● Text block:
::::::::::
New Jersey park
- Location: 40 Fort Lee Road Leonia, New Jersey 07605
- Opened: 2012
- Closed: November 9th, 2025
- Operating season: May through November
- Area: 30 acres (12 ha)
- Website: jerseydinos.com

= Field Station: Dinosaurs =

Outdoor theme park

Field Station: Dinosaurs is an outdoor prehistoric theme park with one location in the United States. The park is designed for families with children between the ages of three and eleven and features a walking tour with life-sized animatronic dinosaurs as well as interactive exhibits and live shows designed to educate children about dinosaurs. Guy Gsell is credited as the creator and founder of the Field Station: Dinosaurs brand.

The first location opened in New Jersey in 2012, and was named Best Local Theme Park the same year by Time Out New York. Fodor's named Field Station: Dinosaurs one of the World's Best Spots for Dinosaur Lovers on March 6, 2014.

In 2018, a second location opened in Derby, Kansas (Wichita metro area). The New Jersey park closed permanently at the end of the operating season on November 9, 2025, leaving the Kansas location the only one in operation.
::::::::::
● Entries provided:
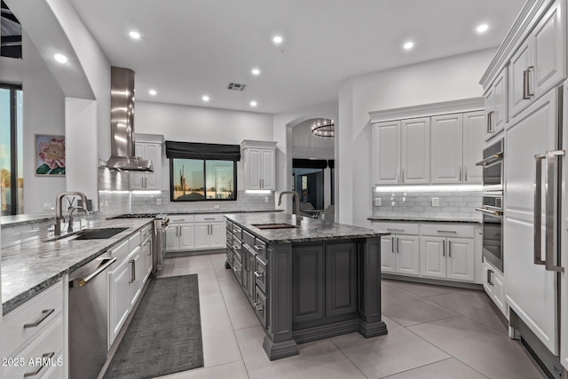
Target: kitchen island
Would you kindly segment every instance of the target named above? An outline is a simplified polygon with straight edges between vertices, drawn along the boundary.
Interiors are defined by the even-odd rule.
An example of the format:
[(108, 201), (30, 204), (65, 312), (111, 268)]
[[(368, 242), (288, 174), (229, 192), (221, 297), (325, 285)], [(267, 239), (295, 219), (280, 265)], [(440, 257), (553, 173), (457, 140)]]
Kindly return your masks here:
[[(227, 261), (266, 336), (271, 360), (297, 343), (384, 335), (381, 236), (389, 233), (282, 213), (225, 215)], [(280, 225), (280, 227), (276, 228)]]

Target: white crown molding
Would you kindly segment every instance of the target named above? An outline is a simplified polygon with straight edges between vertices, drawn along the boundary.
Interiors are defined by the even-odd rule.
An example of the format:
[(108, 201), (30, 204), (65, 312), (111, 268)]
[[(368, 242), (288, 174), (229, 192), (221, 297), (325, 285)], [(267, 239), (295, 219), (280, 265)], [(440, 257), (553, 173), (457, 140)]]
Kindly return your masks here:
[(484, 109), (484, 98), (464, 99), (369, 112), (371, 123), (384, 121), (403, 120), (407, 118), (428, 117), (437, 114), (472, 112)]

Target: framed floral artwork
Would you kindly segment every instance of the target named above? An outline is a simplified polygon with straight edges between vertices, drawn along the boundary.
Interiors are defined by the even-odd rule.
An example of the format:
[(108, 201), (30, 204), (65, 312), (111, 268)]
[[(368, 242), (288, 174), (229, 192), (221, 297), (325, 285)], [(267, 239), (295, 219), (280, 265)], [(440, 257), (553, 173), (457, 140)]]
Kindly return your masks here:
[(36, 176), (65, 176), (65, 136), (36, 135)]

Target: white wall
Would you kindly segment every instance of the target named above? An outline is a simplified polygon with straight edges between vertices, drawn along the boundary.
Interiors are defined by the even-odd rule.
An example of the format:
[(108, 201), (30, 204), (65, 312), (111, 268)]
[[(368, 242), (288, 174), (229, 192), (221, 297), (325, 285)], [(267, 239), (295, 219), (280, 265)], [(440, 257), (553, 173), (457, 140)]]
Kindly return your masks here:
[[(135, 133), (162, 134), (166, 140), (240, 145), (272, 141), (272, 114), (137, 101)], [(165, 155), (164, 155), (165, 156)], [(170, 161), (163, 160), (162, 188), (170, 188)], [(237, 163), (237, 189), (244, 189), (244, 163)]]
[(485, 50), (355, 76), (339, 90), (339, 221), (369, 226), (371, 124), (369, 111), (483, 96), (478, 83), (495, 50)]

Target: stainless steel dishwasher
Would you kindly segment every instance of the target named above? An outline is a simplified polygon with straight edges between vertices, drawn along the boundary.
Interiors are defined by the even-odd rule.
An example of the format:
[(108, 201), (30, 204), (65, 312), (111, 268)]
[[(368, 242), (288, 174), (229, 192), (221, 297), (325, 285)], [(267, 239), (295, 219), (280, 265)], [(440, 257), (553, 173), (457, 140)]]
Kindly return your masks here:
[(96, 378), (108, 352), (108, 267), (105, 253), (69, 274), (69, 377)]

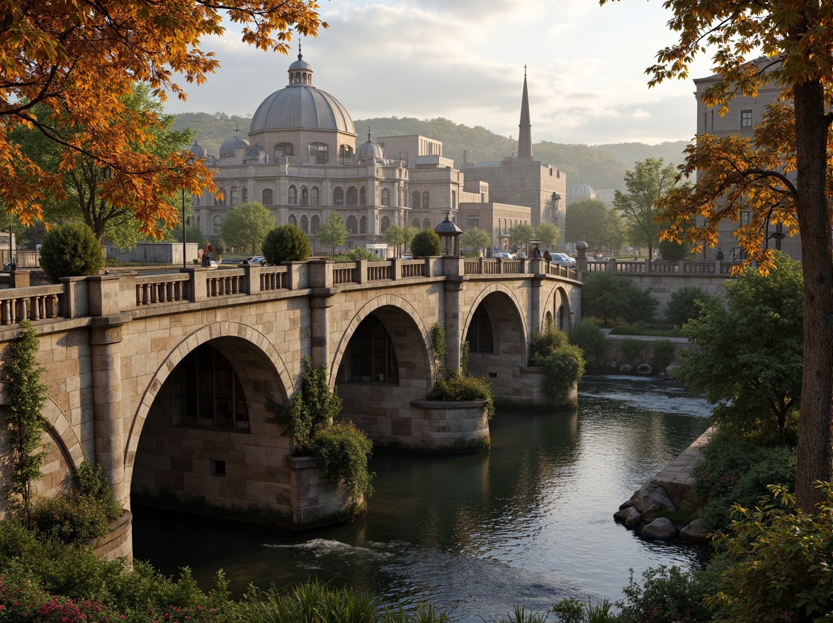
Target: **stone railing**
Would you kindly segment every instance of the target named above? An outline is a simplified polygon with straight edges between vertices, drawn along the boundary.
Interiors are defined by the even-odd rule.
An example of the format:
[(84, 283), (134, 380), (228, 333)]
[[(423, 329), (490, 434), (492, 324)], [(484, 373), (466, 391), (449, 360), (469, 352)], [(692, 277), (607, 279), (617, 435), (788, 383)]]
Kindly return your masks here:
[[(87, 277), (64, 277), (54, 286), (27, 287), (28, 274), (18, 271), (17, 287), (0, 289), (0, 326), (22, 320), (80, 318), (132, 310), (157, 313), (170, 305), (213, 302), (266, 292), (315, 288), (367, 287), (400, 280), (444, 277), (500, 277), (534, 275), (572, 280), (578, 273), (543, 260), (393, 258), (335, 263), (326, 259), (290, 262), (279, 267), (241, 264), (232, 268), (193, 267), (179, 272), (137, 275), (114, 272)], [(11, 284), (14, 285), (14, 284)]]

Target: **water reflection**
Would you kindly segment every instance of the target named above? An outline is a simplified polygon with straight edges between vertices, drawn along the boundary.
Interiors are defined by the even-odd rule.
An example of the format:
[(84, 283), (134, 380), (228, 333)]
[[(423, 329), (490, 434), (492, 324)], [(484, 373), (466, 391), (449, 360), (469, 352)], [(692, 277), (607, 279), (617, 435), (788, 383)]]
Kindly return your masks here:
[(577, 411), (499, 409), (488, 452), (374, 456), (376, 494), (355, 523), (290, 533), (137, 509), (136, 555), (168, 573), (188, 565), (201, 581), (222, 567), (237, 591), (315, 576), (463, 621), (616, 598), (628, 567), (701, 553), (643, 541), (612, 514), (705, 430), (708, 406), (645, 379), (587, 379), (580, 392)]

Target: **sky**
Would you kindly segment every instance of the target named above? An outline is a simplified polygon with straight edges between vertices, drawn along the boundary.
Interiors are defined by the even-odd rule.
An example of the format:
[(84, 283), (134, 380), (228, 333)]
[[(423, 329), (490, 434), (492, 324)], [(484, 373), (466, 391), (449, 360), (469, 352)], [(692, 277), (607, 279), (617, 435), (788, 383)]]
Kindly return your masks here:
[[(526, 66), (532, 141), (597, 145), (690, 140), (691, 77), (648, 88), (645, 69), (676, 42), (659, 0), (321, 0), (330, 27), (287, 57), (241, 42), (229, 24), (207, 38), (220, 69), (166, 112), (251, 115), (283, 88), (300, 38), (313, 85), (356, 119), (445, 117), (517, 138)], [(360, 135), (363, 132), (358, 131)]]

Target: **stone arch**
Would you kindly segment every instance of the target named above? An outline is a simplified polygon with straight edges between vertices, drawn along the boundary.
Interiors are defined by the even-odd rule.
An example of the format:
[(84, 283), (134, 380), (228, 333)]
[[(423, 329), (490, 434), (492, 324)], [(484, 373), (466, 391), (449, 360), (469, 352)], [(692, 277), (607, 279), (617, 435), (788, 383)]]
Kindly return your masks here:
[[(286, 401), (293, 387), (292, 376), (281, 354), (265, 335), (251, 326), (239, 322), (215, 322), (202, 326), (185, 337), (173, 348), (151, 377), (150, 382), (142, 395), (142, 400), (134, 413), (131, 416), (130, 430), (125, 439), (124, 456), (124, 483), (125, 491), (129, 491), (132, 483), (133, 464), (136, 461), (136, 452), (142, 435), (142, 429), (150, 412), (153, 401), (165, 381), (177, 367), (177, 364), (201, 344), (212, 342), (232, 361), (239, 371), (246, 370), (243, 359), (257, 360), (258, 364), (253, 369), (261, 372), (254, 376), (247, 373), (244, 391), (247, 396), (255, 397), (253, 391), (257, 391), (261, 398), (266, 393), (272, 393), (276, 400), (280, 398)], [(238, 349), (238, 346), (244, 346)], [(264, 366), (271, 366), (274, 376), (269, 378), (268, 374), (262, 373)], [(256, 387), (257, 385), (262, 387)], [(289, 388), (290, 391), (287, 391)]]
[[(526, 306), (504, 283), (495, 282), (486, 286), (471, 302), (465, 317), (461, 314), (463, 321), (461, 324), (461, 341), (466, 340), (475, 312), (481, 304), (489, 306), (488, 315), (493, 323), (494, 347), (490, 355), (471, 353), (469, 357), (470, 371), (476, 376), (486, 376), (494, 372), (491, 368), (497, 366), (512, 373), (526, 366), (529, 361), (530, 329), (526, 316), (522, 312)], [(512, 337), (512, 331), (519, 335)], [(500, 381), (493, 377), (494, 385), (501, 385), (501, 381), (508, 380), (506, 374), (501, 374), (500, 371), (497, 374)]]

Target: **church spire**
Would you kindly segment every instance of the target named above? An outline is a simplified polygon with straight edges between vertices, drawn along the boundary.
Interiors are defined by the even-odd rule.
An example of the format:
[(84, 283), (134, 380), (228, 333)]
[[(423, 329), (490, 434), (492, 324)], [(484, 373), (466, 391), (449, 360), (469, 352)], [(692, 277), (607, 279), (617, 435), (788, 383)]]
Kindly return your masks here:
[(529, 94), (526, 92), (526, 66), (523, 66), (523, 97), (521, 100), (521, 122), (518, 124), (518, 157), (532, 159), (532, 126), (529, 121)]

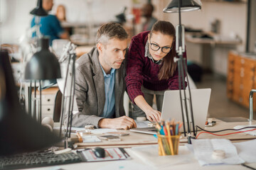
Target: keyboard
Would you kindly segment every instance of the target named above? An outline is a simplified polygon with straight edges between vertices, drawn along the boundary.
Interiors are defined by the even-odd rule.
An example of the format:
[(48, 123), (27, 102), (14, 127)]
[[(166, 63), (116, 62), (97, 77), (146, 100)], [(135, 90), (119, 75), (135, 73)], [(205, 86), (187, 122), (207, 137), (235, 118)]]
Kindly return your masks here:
::::::::::
Decide whether each statement agrees with the text about Field Station: Dinosaurs, answering yes or no and quoting the words of the text that settle it: (a) The New Jersey park covered 30 acres. (b) Time Out New York named the park Best Local Theme Park in 2014. (c) The Kansas location opened in 2018. Rely only on the text about Field Station: Dinosaurs, not on the lines.

(a) Yes: "Area: 30 acres (12 ha)"
(b) No: "The first location opened in New Jersey in 2012, and was named Best Local Theme Park the same year by Time Out New York."
(c) Yes: "In 2018, a second location opened in Derby, Kansas"